Start of Data provided

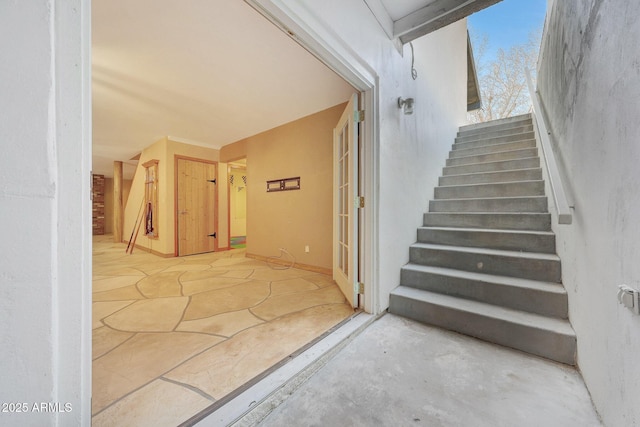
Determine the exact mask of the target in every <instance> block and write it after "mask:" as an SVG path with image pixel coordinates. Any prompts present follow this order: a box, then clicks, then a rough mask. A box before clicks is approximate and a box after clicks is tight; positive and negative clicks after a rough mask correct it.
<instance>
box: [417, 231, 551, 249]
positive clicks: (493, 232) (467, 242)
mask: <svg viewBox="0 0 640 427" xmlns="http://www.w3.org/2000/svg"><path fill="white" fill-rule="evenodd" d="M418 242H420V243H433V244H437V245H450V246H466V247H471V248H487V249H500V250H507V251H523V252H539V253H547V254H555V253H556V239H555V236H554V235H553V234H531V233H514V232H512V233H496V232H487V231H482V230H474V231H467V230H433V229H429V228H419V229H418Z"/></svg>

End of Data provided
Start of Data provided

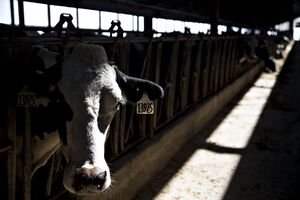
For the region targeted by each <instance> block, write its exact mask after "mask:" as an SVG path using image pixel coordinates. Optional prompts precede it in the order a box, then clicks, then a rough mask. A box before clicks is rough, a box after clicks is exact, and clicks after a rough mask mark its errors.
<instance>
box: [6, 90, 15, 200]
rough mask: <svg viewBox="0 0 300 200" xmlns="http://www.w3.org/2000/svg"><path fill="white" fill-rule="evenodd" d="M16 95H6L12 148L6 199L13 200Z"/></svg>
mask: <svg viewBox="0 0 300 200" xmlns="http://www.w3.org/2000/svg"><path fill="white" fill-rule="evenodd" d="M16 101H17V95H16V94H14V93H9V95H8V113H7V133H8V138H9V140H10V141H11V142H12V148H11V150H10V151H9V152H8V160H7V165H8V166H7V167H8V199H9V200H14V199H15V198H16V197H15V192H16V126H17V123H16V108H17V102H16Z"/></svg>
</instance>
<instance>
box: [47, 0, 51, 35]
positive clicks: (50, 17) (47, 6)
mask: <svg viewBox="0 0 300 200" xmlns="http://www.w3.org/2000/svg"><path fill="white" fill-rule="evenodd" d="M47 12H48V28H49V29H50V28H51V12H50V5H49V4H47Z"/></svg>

End of Data provided

■ **Exercise requirements**: Which lines of the records above contain the string "exact"? Select and copy each of them.

■ **Answer**:
Determine the exact mask of the target in every <instance> block and write it after "mask:" as an SVG path with image pixel coordinates. Any prompts present follow this order: a box, then clicks, then a rough mask. A box before clicks is approximate and a box after clicks is tight; positive and negative clicks after a rough mask correct it.
For the region targeted by each <instance> block, write its exact mask after "mask:" as an SVG path using image pixel coordinates. Optional prompts precede it in the order a box, then clicks, then a rough mask. A box before clicks is rough, a box after clicks is exact, and clicks after a rough mask mark its errors.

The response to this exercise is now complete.